* [WHAT THIS TASK INVOLVES]: Return each line of the records holding the string "lamp".
[TASK MATERIAL Boundary: Start]
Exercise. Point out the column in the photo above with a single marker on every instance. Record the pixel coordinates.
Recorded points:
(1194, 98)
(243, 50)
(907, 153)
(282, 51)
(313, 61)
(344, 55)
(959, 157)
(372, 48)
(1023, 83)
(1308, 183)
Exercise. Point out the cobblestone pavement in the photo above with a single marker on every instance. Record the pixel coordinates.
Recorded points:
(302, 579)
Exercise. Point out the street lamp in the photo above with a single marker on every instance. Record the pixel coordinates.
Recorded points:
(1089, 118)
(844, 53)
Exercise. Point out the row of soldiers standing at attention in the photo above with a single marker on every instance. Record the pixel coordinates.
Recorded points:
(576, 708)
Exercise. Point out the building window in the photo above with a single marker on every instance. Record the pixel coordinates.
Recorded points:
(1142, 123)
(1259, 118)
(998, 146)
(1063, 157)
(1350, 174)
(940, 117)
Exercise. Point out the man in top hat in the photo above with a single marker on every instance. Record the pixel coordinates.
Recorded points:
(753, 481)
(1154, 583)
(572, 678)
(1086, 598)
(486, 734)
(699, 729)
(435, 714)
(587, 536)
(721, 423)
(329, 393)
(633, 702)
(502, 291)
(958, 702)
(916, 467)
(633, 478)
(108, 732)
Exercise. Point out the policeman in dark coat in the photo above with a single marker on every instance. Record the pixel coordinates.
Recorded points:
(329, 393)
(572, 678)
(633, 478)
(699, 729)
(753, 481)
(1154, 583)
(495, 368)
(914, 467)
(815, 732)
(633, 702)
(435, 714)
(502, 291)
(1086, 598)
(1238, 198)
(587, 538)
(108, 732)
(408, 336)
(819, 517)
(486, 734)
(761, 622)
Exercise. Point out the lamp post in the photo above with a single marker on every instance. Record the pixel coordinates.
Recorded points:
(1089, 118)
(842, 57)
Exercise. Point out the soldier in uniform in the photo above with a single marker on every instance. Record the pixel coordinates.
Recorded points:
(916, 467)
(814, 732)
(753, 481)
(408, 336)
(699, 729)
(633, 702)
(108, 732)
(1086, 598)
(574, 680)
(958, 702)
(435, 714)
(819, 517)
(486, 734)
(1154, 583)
[TASK MATERIAL Boundary: End]
* [RESULT OF THE TASK]:
Exercise. Point out the street lamp in the photo above with a single marker on every instance. Record the pixel coordinates.
Exercise. Point out the lamp post in the photo above with a single marker on every instance. Record the pixel coordinates.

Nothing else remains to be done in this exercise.